**Your objective**
Return, exactly and in full, the lines of the records below starting at the one with "Target: green plaid shirt" and ending at the one with "Target: truck windshield", and no other lines.

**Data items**
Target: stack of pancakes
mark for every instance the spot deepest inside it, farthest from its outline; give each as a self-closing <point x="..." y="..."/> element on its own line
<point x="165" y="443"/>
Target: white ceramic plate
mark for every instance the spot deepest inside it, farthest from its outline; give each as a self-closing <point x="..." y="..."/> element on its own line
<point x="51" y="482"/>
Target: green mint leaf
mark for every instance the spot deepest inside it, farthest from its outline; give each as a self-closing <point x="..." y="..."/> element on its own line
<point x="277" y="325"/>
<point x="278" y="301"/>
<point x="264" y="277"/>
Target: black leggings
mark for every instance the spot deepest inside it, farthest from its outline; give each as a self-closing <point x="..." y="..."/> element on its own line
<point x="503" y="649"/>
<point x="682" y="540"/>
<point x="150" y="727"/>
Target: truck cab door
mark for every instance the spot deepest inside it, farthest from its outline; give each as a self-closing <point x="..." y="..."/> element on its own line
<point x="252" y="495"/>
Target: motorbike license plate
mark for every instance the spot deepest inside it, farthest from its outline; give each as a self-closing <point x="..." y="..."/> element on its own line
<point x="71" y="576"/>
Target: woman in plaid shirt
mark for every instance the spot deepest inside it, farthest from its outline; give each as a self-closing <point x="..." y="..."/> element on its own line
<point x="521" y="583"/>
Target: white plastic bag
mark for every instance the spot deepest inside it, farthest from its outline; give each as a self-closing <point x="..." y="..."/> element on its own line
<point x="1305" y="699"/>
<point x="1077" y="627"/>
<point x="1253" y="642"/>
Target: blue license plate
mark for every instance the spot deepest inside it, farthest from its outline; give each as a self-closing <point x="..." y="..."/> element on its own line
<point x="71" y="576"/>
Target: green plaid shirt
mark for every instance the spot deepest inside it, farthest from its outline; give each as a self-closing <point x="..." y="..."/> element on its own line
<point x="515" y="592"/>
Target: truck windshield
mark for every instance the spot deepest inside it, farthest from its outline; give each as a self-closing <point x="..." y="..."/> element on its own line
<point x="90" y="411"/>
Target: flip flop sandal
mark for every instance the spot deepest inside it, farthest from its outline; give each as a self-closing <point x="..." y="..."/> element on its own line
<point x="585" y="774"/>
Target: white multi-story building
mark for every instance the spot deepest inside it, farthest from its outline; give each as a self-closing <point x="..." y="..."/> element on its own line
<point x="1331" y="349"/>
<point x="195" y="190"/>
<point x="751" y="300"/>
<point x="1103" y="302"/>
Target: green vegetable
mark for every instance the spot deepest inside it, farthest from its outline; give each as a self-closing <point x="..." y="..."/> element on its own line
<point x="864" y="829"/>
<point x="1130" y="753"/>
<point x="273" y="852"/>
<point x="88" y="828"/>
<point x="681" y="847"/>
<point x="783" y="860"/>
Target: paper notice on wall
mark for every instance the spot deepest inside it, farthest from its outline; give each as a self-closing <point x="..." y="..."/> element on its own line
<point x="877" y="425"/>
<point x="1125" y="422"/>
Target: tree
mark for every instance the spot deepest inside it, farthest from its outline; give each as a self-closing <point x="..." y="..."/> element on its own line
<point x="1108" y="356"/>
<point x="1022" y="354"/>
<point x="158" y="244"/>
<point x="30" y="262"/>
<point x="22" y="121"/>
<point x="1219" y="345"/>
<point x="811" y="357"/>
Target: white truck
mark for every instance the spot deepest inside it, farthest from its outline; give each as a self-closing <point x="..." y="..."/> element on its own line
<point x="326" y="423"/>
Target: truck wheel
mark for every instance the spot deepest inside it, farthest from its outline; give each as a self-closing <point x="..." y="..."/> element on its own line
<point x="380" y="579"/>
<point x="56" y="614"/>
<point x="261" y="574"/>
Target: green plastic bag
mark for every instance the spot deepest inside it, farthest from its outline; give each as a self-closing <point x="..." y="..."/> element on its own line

**Expected answer**
Target: green plaid shirt
mark for every instance the spot deepest inside it, farthest from its outline; give each as a self-closing <point x="..." y="..."/> element on its own line
<point x="515" y="592"/>
Target: truck windshield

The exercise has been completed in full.